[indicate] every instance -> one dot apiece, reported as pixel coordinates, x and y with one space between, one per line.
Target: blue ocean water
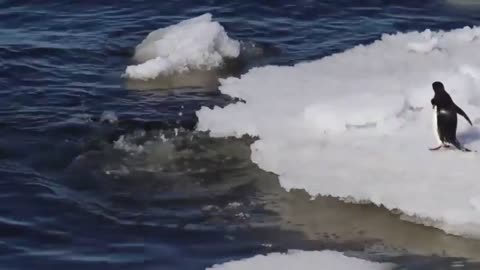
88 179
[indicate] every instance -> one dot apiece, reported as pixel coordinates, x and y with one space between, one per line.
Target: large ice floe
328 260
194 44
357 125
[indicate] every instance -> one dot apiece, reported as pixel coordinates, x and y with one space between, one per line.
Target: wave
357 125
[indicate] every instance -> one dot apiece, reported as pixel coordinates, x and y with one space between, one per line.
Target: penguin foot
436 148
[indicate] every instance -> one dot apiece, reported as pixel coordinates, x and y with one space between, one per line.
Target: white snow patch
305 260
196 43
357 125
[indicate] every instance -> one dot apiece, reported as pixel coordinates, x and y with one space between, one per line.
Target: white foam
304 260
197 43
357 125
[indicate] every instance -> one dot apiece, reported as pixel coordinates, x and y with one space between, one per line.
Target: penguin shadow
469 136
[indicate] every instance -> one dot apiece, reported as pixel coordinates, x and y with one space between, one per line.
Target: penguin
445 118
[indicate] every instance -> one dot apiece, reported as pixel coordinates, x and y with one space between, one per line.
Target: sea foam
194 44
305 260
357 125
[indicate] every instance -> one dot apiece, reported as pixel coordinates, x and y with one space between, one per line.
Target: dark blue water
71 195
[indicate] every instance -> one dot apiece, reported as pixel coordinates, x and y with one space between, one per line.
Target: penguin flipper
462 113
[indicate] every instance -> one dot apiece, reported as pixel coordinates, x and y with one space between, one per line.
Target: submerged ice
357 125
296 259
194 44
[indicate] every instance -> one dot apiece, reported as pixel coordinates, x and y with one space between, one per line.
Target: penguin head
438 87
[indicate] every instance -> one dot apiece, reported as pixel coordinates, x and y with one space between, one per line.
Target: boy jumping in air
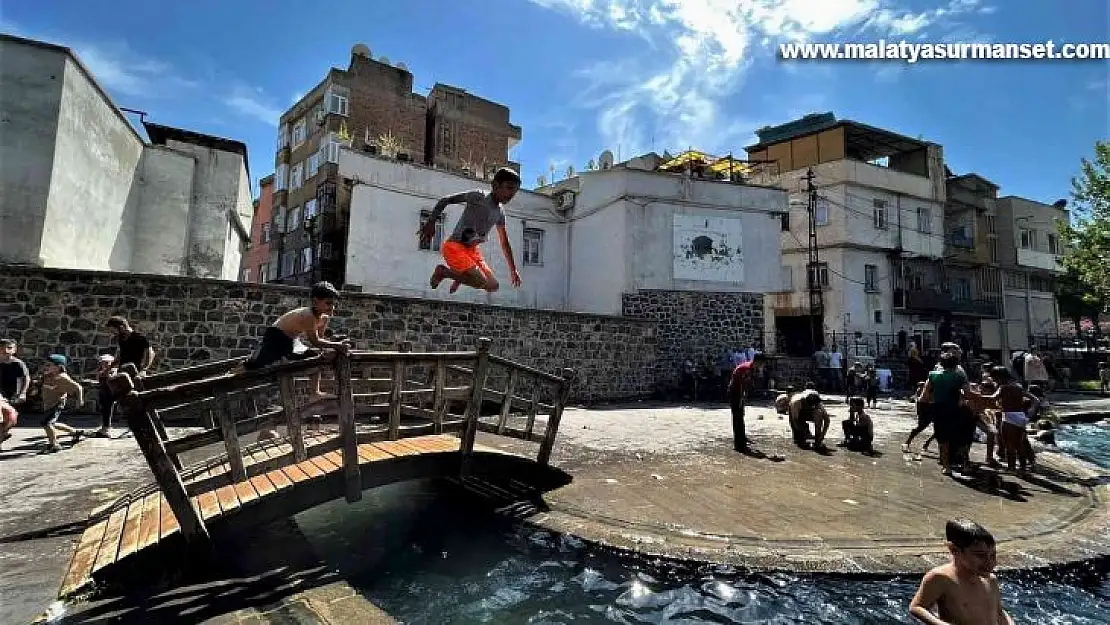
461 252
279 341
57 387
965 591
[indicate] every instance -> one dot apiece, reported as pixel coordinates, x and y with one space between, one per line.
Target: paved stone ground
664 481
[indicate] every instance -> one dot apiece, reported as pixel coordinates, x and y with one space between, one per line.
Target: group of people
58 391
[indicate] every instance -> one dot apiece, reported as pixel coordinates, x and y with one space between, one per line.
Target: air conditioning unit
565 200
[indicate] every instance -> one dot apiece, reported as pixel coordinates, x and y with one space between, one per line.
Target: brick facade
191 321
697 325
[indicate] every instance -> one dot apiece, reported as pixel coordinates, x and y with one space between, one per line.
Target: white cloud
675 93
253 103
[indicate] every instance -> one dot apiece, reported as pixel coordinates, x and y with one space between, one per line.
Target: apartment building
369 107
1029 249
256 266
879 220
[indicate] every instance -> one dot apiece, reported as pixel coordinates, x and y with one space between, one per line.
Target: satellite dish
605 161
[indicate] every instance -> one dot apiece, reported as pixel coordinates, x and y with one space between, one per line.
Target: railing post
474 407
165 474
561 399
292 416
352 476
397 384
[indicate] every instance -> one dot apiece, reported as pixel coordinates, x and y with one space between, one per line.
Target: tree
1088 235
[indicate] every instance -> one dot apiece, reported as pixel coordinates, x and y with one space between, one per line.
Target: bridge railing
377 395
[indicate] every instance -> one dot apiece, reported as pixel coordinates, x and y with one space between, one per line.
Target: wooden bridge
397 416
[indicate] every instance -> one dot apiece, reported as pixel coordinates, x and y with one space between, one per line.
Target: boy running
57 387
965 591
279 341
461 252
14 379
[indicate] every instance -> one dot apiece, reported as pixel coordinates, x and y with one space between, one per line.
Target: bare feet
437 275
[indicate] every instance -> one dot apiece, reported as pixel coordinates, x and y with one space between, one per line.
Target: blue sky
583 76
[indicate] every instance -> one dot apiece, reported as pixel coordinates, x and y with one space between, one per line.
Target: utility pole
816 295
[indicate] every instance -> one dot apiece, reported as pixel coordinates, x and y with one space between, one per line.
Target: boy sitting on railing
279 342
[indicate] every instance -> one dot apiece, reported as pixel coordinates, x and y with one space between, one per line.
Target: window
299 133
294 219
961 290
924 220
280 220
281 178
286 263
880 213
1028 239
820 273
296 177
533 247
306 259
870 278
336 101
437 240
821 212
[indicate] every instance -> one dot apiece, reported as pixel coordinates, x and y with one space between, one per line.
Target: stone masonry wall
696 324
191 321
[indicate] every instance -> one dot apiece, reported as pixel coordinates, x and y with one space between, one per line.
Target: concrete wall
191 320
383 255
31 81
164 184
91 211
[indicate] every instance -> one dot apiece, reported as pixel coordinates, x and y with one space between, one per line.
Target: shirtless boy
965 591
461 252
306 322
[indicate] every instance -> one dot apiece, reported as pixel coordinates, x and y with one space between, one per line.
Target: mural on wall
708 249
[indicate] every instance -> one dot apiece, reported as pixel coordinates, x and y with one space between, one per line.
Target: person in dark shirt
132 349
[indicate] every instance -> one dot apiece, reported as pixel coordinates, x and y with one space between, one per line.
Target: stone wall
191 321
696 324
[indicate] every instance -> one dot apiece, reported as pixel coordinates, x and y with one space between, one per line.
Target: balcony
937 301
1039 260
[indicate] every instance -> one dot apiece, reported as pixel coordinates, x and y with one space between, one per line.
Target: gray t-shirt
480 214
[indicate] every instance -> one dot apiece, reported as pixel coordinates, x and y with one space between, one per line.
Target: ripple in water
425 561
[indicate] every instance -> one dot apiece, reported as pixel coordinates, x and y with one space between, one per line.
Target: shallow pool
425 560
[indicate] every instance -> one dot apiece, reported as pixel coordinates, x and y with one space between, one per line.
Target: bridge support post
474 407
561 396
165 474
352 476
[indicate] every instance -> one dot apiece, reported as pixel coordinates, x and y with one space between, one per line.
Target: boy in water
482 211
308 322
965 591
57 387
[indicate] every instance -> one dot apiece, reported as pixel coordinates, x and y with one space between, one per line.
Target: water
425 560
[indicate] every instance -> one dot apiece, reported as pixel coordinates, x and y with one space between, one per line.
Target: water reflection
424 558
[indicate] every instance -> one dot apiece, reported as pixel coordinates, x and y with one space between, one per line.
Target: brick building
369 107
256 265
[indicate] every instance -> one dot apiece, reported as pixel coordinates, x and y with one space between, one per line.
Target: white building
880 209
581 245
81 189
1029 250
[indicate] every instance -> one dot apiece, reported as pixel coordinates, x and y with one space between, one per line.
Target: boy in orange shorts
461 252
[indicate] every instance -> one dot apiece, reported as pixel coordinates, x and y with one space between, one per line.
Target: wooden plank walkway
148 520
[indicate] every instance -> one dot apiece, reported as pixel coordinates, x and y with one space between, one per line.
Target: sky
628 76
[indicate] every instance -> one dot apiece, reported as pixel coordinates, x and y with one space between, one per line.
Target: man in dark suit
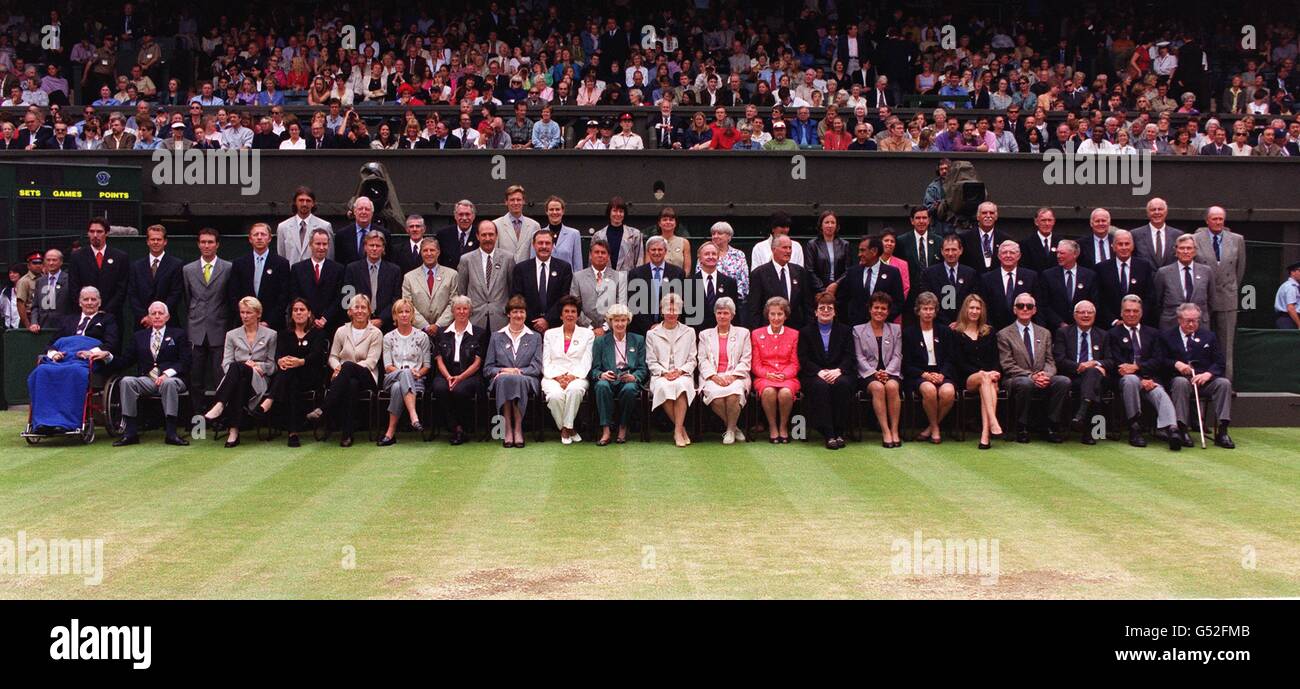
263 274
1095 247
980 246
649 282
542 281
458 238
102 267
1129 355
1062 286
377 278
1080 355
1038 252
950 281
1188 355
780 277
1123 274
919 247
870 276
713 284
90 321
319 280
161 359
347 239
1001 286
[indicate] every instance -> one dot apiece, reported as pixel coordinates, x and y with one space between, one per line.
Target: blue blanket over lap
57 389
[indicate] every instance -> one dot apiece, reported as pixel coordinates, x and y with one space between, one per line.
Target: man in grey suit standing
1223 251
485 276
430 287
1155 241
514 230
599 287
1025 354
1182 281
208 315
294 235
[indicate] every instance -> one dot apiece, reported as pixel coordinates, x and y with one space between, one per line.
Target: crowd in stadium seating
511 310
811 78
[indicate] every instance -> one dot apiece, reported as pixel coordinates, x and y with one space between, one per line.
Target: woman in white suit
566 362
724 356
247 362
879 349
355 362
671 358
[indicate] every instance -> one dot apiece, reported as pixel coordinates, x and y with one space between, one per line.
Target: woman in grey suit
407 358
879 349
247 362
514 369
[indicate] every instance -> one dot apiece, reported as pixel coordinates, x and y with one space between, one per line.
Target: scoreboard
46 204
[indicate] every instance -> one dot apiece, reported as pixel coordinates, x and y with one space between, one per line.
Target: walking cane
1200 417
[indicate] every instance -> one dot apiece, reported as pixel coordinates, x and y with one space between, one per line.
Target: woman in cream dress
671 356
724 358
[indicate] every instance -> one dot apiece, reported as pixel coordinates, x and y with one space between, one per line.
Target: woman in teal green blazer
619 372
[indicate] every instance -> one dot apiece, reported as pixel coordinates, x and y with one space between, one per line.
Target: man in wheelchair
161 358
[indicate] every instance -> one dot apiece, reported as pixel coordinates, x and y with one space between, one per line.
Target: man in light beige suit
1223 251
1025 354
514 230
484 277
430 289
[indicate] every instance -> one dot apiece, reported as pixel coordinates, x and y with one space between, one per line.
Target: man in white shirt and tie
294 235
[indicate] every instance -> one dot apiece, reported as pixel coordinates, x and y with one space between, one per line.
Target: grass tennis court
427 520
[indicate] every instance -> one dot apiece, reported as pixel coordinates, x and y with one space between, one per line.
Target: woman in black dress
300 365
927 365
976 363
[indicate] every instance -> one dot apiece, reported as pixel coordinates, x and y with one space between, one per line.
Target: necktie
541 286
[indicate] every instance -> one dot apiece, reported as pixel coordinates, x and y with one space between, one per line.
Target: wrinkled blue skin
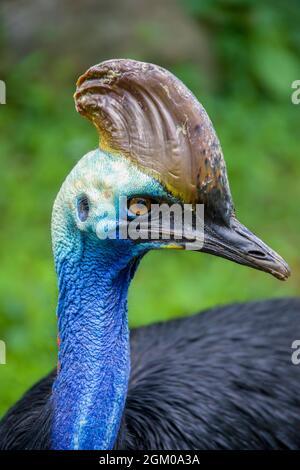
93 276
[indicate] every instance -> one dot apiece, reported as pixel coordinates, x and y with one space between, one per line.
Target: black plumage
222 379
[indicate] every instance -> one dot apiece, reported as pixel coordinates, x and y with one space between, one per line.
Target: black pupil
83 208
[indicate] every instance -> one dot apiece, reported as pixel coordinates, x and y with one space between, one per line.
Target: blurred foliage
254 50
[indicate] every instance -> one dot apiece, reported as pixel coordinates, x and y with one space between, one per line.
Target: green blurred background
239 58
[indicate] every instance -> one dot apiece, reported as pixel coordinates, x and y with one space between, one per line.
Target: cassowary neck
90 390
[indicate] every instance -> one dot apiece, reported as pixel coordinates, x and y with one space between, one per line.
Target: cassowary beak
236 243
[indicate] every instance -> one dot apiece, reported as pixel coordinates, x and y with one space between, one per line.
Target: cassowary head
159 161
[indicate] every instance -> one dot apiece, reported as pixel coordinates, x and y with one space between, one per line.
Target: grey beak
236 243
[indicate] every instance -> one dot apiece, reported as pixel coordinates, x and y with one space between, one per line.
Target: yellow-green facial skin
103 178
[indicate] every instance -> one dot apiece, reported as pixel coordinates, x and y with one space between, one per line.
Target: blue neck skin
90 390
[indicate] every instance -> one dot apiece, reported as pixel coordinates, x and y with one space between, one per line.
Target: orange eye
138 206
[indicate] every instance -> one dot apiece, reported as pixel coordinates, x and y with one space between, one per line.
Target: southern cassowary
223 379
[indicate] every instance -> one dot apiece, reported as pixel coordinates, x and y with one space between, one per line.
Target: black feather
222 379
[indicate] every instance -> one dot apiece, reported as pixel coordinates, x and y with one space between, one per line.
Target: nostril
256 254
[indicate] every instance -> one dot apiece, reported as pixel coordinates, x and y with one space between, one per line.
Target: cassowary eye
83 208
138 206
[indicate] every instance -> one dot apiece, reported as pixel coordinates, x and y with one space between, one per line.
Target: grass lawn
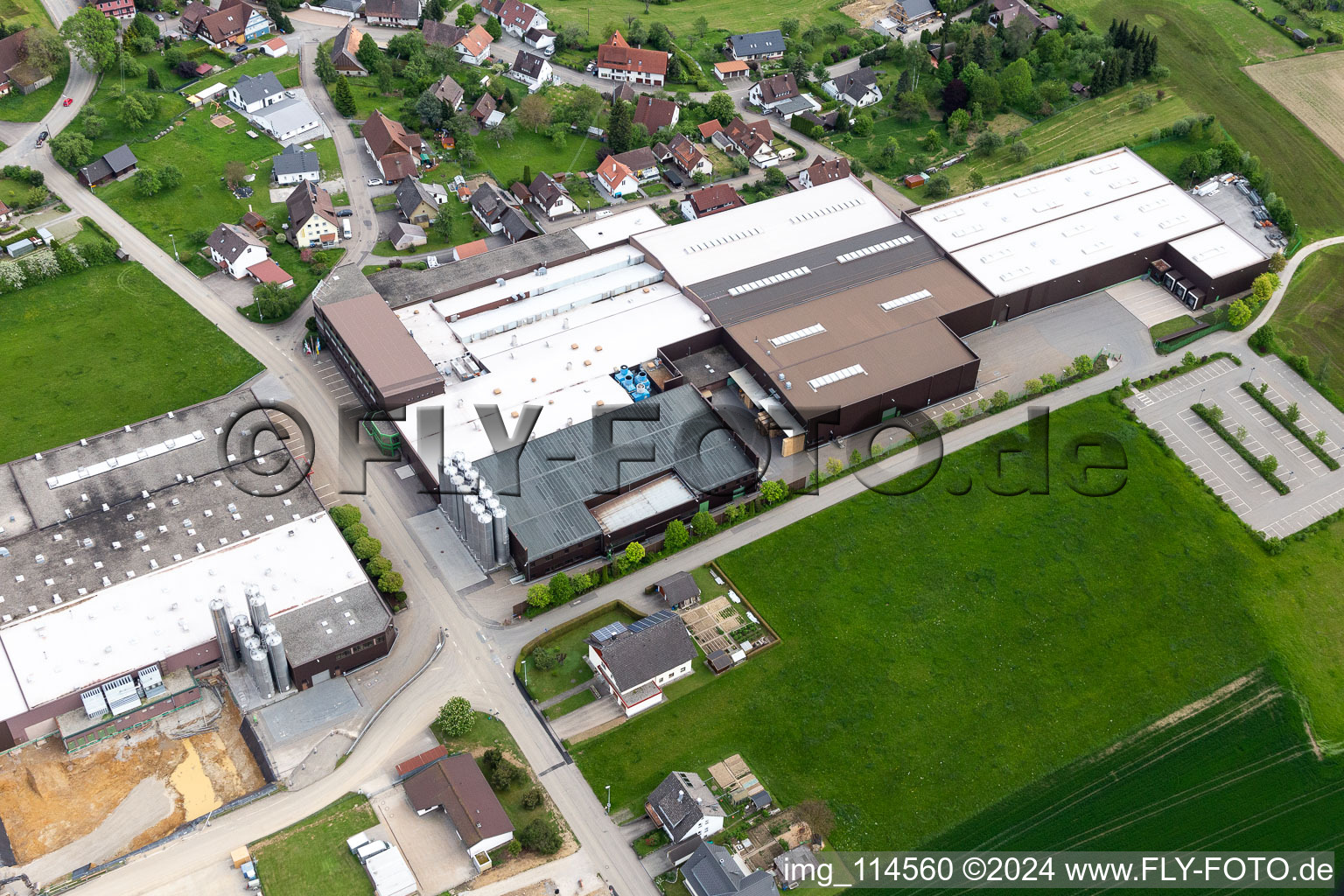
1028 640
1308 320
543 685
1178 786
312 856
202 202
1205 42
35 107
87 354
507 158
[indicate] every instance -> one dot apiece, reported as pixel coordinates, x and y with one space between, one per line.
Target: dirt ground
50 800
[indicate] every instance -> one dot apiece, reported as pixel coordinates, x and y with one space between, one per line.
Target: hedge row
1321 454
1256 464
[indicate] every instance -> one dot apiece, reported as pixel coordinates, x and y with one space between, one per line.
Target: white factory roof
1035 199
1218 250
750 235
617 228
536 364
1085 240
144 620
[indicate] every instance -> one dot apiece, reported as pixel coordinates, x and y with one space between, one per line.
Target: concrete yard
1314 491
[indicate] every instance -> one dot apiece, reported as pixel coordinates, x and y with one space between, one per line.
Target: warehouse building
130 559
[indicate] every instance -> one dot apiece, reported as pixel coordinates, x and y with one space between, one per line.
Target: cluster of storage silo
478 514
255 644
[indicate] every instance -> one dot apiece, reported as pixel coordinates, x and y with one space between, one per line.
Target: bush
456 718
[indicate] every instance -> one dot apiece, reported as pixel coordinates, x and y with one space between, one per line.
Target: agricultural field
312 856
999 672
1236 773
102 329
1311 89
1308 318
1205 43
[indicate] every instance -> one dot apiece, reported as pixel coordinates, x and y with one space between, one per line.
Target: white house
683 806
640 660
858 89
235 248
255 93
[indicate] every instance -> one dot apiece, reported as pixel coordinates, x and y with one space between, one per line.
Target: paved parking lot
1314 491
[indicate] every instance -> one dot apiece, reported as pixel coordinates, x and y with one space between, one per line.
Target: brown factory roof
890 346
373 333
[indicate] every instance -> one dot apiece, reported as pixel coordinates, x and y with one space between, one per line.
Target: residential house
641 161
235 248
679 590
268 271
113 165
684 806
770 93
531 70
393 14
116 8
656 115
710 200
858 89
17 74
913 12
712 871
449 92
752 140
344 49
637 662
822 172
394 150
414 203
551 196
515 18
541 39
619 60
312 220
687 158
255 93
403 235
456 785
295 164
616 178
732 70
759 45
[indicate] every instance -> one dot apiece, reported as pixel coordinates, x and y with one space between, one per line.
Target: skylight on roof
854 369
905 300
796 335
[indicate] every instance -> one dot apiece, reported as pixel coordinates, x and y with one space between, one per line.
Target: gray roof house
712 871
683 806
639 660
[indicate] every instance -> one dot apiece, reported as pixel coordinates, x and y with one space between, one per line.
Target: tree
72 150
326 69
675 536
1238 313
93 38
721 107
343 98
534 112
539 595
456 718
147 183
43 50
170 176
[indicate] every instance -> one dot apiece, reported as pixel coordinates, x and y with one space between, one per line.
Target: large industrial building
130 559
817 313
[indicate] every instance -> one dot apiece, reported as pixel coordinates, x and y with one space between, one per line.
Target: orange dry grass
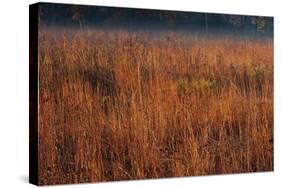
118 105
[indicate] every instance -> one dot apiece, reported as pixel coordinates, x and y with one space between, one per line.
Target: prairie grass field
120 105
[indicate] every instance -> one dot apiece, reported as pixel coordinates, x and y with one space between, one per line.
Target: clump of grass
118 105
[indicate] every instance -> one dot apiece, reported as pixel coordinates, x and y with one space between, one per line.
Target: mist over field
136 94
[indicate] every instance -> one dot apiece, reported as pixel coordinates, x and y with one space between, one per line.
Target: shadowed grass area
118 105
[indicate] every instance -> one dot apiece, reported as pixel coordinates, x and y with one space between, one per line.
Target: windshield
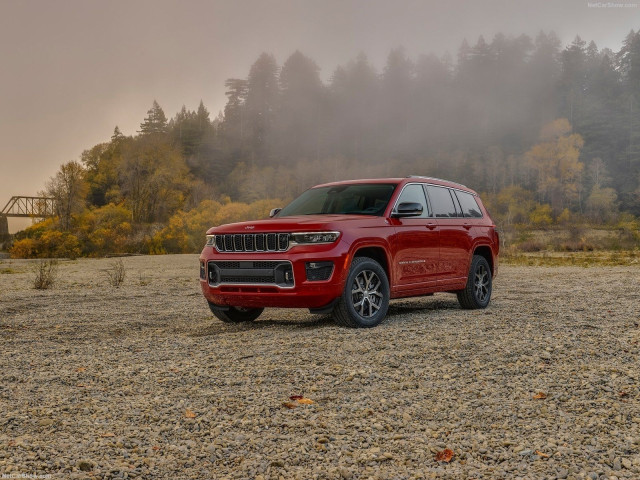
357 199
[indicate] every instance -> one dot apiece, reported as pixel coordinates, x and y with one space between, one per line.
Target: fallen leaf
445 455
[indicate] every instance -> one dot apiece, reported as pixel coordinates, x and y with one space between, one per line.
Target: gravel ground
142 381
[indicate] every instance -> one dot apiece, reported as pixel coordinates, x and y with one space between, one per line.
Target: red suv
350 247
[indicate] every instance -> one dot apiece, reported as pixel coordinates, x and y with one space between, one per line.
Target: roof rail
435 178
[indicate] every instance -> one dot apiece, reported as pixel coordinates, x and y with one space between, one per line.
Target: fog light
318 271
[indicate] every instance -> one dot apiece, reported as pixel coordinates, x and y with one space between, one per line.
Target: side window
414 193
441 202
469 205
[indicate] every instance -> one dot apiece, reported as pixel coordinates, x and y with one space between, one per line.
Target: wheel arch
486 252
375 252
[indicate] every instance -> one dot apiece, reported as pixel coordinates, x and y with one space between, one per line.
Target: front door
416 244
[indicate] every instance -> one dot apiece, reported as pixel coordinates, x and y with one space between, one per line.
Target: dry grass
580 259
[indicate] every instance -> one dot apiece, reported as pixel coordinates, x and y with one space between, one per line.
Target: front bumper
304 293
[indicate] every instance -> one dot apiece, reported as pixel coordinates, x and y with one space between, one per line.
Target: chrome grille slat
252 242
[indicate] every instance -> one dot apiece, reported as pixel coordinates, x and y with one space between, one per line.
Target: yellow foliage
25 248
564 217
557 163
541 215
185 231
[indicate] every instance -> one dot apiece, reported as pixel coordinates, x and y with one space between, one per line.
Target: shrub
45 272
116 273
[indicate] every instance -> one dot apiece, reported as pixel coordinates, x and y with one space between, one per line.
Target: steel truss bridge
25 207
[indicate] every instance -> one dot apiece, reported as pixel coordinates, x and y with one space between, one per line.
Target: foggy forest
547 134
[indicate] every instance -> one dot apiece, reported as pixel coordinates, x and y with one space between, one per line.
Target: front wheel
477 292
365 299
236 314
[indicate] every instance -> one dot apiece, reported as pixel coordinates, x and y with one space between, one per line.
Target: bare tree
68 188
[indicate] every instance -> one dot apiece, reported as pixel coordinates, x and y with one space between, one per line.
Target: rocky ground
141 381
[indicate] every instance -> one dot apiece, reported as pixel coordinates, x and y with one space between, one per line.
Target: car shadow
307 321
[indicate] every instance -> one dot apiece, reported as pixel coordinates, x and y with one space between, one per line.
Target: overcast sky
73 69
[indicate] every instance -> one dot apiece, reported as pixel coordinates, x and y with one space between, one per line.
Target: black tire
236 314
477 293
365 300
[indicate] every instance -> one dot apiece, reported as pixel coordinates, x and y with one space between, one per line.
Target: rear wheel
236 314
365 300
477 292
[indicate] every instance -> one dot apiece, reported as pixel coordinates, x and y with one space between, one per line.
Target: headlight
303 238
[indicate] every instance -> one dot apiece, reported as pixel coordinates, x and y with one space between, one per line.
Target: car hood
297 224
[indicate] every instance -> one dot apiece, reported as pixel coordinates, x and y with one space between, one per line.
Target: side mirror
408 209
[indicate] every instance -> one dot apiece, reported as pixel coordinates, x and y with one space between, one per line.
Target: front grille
· · ·
AIM OF THE EXERCISE: Identify every line in the material above that contains the word "brick", and copy each one.

SOLUTION FOR THIS EXERCISE:
Target: brick facade
Target: brick building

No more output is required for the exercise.